> [Exercise requirements]: Of the lines below, write out exactly those from the line with "Target = walking man" through the line with "Wanted = one point per instance of the grey", both included, and skip the rest.

> [Information given]:
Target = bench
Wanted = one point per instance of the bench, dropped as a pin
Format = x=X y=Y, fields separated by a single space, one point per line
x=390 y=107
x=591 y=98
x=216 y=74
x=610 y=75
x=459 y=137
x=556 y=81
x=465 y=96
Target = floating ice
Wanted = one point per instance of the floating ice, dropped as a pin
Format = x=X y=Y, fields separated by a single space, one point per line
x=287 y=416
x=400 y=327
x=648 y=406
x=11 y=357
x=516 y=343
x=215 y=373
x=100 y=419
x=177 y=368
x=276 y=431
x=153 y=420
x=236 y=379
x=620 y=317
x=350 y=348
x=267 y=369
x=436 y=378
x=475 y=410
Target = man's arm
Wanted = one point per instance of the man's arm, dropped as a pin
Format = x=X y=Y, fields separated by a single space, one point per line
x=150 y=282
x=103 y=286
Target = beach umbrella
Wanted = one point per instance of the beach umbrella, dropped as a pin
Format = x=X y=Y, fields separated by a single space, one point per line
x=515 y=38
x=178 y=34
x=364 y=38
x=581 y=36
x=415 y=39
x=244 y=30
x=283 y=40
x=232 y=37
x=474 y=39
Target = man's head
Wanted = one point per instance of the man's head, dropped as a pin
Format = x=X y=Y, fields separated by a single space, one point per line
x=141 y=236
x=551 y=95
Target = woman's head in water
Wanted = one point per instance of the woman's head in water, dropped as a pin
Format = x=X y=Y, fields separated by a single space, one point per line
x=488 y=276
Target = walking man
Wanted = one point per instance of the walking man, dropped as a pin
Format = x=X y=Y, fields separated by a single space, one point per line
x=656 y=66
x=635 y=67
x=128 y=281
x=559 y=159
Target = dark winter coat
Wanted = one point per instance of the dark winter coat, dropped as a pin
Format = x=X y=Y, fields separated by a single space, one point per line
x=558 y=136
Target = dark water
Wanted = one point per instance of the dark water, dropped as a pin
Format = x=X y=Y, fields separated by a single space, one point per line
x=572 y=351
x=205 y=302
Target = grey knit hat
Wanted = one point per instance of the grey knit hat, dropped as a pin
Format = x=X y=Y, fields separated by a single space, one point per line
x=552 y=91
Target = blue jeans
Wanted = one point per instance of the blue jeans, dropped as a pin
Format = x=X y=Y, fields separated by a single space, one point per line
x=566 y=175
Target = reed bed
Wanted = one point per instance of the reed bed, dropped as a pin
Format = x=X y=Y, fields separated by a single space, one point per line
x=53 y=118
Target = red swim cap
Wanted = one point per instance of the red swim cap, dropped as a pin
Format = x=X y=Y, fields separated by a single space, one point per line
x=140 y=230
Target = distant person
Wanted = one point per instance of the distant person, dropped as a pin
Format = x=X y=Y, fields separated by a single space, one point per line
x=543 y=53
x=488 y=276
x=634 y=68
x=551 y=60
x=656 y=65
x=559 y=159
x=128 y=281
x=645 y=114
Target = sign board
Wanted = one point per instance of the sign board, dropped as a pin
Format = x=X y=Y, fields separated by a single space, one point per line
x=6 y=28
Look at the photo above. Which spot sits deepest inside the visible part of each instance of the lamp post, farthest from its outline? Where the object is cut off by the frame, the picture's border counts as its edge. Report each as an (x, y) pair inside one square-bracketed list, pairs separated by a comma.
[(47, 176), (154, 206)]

> [Reply]:
Target = walking man
Wanted = one point per instance of the walking man, dropped as a pin
Format = x=X y=Y, fields separated by a single space, one point per line
x=656 y=66
x=635 y=67
x=128 y=281
x=559 y=159
Target = dark winter coat
Wanted = one point per instance of the dark winter coat, dropped as a pin
Format = x=X y=Y, fields separated by a single space, one point per line
x=558 y=136
Target = dark water
Wanted = one point per instance of the dark water, dropped as a pin
Format = x=X y=Y, fields separated by a single space, one point per line
x=572 y=351
x=205 y=302
Target = grey knit hat
Wanted = one point per instance of the grey knit hat, dropped as a pin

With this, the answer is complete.